▼

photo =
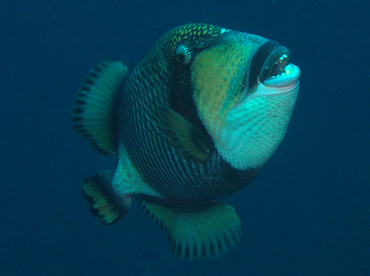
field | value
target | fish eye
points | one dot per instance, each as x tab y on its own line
183	54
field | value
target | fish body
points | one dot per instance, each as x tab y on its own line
195	121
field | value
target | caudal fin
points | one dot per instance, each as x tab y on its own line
197	233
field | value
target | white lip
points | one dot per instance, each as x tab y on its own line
289	77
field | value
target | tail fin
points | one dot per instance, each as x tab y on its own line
197	233
104	204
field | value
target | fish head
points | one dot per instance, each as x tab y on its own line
242	87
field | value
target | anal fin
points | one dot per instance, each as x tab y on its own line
196	233
107	207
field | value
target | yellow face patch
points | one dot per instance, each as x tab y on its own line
219	79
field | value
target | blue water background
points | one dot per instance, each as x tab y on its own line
307	213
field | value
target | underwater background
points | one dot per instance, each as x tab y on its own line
307	213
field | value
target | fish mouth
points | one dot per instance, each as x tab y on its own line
271	66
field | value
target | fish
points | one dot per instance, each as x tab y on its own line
193	122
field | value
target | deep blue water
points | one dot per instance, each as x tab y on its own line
307	213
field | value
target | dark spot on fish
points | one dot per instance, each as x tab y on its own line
80	102
178	250
78	110
98	70
92	74
227	241
219	245
187	252
212	249
76	119
88	81
84	88
77	126
195	252
203	251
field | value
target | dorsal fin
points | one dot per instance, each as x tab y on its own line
94	111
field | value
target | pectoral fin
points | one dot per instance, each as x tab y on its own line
104	204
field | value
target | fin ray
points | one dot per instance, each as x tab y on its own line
196	233
103	203
95	105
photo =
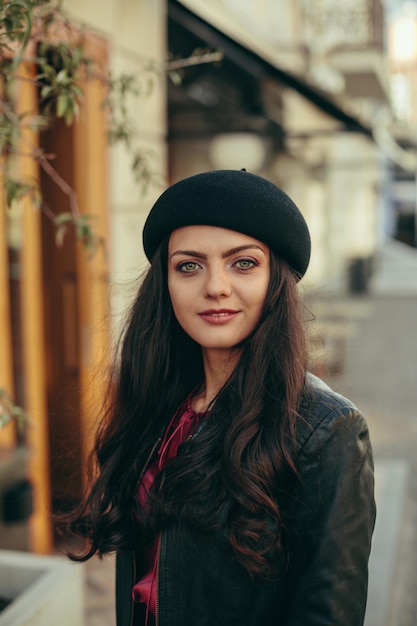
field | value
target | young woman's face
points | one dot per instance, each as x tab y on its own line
217	280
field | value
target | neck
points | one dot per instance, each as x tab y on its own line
218	366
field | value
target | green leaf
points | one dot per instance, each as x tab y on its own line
63	103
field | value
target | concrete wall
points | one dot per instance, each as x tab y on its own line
136	32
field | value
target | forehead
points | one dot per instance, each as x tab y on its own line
210	237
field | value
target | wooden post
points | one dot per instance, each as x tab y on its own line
91	183
8	434
33	330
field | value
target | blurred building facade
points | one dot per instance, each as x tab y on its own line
402	56
328	164
294	99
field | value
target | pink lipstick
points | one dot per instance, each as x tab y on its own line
218	316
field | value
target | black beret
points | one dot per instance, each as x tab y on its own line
236	200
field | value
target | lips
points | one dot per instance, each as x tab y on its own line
218	316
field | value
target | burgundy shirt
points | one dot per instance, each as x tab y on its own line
181	428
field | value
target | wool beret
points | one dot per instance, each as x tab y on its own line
237	200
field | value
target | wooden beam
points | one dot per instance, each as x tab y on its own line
33	330
91	177
8	434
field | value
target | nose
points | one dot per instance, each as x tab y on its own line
217	283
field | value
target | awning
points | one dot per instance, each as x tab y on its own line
261	68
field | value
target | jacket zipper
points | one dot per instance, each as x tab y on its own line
158	564
132	604
148	459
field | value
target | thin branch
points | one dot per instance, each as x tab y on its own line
210	57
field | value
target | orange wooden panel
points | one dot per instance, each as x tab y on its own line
32	331
7	435
91	182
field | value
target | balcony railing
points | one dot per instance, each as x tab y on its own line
354	24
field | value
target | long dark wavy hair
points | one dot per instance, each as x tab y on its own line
242	461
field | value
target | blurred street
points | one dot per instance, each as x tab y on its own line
374	340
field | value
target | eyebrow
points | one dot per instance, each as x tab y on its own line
226	254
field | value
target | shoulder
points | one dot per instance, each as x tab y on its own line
324	412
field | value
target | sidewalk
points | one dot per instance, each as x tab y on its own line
380	375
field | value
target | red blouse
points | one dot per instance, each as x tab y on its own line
181	428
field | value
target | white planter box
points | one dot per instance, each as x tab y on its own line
46	590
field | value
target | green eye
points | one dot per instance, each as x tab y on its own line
188	266
245	264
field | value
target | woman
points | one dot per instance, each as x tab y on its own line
236	488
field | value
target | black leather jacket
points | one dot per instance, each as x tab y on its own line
325	583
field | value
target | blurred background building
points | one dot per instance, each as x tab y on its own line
318	96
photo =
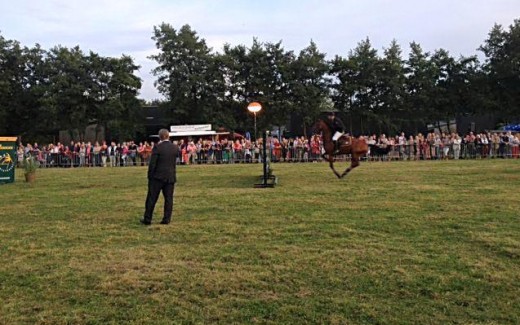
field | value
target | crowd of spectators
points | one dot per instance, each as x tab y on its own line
432	146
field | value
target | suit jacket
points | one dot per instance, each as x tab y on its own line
162	162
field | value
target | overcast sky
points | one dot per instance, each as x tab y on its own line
113	28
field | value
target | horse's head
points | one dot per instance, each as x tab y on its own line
320	126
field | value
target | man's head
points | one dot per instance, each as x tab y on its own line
164	134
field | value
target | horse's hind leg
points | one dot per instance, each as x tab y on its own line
331	165
353	164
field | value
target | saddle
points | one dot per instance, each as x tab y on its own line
344	140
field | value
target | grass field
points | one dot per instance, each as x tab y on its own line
392	243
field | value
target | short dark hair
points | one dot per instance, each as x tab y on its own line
164	134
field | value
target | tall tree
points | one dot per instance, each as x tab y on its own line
184	63
502	65
420	85
309	84
391	88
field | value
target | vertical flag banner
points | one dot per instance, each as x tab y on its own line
7	159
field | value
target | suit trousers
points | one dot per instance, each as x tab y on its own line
155	186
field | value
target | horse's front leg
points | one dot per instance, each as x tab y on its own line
353	164
331	165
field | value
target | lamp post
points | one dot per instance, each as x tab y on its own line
254	108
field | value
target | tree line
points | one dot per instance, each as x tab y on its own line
376	90
42	91
45	91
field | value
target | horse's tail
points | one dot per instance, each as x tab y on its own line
360	146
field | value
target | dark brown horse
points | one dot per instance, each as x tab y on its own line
352	146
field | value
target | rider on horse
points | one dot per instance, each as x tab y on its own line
337	127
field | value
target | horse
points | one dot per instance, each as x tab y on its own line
379	152
356	147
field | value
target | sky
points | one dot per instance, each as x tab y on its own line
113	28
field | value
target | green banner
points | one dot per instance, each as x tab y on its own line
7	159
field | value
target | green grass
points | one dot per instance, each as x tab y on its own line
392	243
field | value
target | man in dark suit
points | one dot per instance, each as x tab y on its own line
161	177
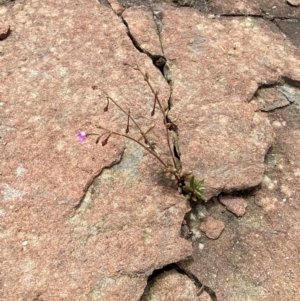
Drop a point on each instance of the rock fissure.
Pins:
(157, 275)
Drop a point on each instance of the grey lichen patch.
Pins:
(10, 194)
(127, 169)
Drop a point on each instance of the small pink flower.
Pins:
(81, 136)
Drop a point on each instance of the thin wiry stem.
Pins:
(148, 149)
(128, 116)
(157, 100)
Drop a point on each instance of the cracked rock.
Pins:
(55, 244)
(235, 205)
(4, 30)
(171, 285)
(143, 28)
(212, 228)
(222, 139)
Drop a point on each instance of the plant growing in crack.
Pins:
(171, 167)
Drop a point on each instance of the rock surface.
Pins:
(221, 137)
(235, 205)
(58, 241)
(269, 8)
(82, 222)
(4, 30)
(212, 227)
(258, 254)
(173, 286)
(143, 28)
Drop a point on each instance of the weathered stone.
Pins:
(235, 205)
(212, 228)
(293, 2)
(221, 137)
(116, 6)
(173, 286)
(4, 30)
(142, 27)
(258, 255)
(268, 8)
(291, 28)
(269, 99)
(53, 247)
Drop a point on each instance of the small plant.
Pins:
(193, 190)
(170, 167)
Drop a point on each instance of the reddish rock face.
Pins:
(212, 228)
(235, 205)
(142, 27)
(273, 8)
(257, 255)
(56, 242)
(221, 136)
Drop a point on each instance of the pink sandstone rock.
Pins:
(221, 137)
(271, 9)
(55, 244)
(141, 24)
(4, 30)
(236, 205)
(212, 227)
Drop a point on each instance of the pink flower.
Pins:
(81, 136)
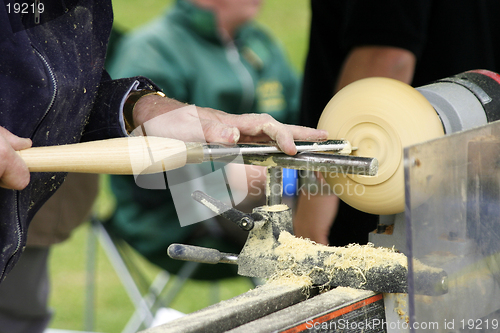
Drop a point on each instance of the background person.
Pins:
(209, 53)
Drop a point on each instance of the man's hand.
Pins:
(161, 116)
(14, 173)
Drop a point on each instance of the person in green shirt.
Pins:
(212, 54)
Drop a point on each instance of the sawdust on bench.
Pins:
(293, 250)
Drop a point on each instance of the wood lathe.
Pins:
(437, 189)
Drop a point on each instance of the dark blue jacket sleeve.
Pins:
(104, 120)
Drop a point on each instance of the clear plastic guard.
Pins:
(452, 188)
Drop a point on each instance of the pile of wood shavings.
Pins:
(293, 251)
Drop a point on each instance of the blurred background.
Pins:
(289, 21)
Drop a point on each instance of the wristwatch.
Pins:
(129, 105)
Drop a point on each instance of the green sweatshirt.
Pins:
(183, 53)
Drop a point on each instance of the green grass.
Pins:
(289, 21)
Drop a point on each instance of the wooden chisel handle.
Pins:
(133, 155)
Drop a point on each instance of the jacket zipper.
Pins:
(52, 101)
(246, 80)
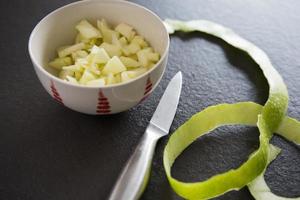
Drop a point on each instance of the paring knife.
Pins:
(135, 175)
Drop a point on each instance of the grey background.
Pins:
(50, 152)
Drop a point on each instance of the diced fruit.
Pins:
(114, 66)
(140, 41)
(118, 78)
(86, 77)
(137, 72)
(58, 63)
(96, 82)
(112, 50)
(108, 35)
(73, 68)
(71, 80)
(98, 55)
(79, 54)
(142, 57)
(79, 38)
(125, 30)
(150, 65)
(133, 48)
(64, 73)
(87, 30)
(123, 41)
(77, 75)
(153, 56)
(110, 79)
(134, 57)
(70, 49)
(104, 55)
(129, 62)
(125, 77)
(102, 24)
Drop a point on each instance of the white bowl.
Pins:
(57, 29)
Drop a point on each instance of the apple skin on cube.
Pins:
(79, 54)
(86, 77)
(64, 73)
(142, 57)
(137, 72)
(98, 55)
(129, 62)
(125, 77)
(125, 30)
(114, 66)
(70, 49)
(87, 30)
(71, 80)
(58, 63)
(96, 82)
(112, 50)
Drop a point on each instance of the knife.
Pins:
(135, 175)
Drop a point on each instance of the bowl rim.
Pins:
(51, 76)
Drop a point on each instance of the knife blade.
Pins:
(135, 175)
(166, 109)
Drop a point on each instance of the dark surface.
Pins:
(50, 152)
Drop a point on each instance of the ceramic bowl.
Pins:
(57, 29)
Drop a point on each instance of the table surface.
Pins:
(50, 152)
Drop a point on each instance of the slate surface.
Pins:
(50, 152)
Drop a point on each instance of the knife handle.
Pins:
(135, 175)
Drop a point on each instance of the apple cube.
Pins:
(87, 30)
(114, 66)
(98, 55)
(58, 63)
(63, 52)
(86, 77)
(129, 62)
(96, 82)
(112, 50)
(64, 73)
(71, 80)
(125, 30)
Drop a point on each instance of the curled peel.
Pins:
(259, 189)
(268, 118)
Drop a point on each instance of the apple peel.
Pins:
(268, 119)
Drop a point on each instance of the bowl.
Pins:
(58, 28)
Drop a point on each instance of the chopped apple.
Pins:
(142, 57)
(73, 68)
(110, 79)
(98, 55)
(125, 30)
(114, 66)
(58, 63)
(87, 30)
(125, 77)
(104, 56)
(79, 54)
(112, 50)
(123, 41)
(137, 72)
(86, 77)
(129, 62)
(71, 80)
(133, 48)
(79, 38)
(63, 52)
(153, 56)
(140, 41)
(96, 82)
(102, 24)
(108, 34)
(64, 73)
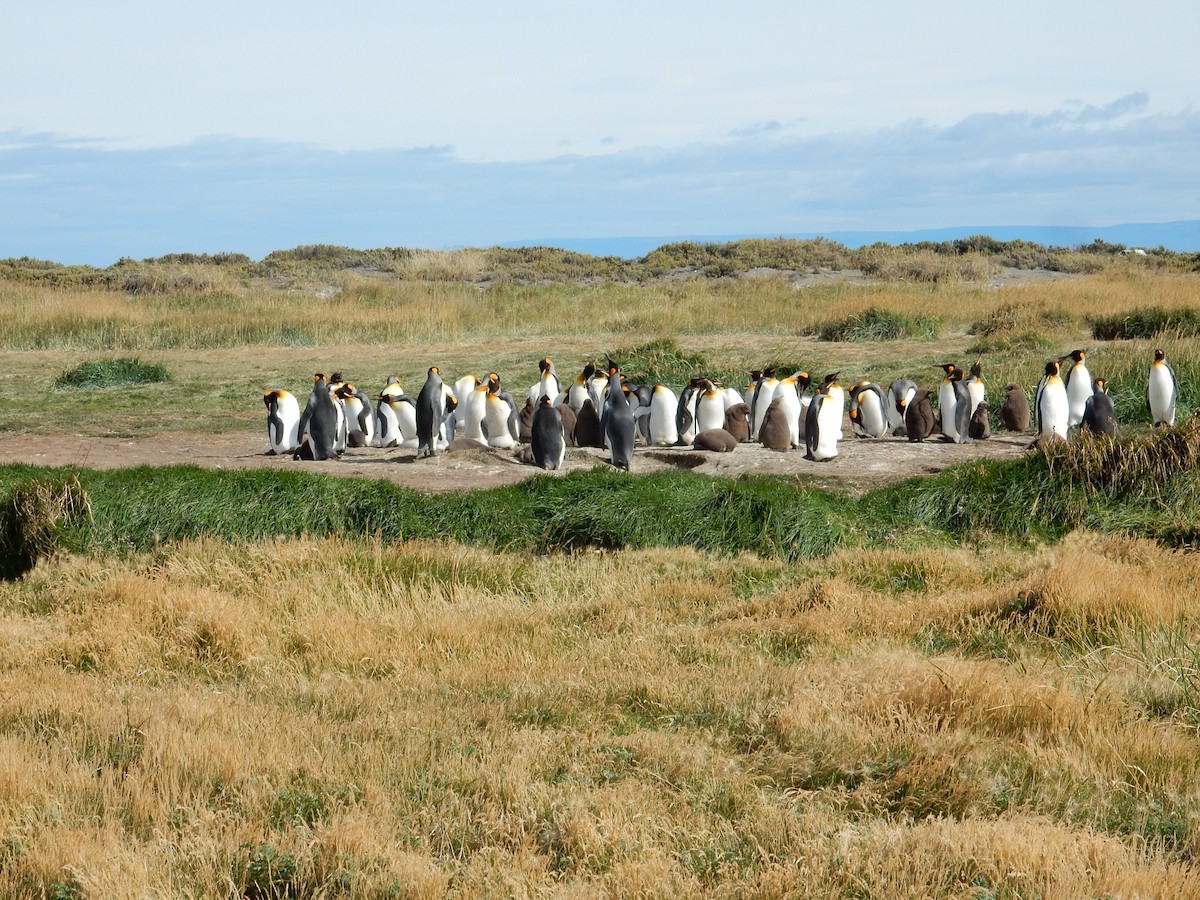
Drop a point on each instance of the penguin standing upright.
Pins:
(1099, 414)
(977, 390)
(737, 421)
(918, 417)
(579, 391)
(619, 427)
(472, 412)
(546, 439)
(823, 426)
(360, 415)
(547, 382)
(948, 401)
(1050, 403)
(1079, 387)
(430, 413)
(664, 405)
(282, 421)
(763, 394)
(1162, 391)
(319, 420)
(868, 409)
(709, 407)
(1014, 412)
(787, 393)
(900, 394)
(587, 426)
(685, 412)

▲

Your answer must be the exact lines from the start of the data through the line with "target | underwater background", inclusive, and nothing else; pictures do not belong in it.

photo =
field | value
target | fish eye
points | one dot per instance, each as x tab y on its own line
183	54
field | value
target | fish body
points | one dot per instance, each as x tab y on its own line
195	121
field | value
target | caudal fin
points | one dot per instance, each as x tab y on its own line
197	233
field | value
target | white lip
points | one dot per instance, each as x tab y on its own line
289	77
field | value
target | tail fin
points | one dot per instance, each as x tab y on its own line
197	233
104	204
field | value
target | fish head
points | one dot per instance, each as x tab y on its own line
242	87
field | value
target | anal fin
points | one dot per instance, each as x tab y on its own line
196	233
107	207
field | value
target | yellow face patch
points | one dot per instance, each as x tab y on its own line
219	79
field | value
target | blue water background
points | one dot per instance, each as x tab y on its own line
307	213
field | value
target | underwater background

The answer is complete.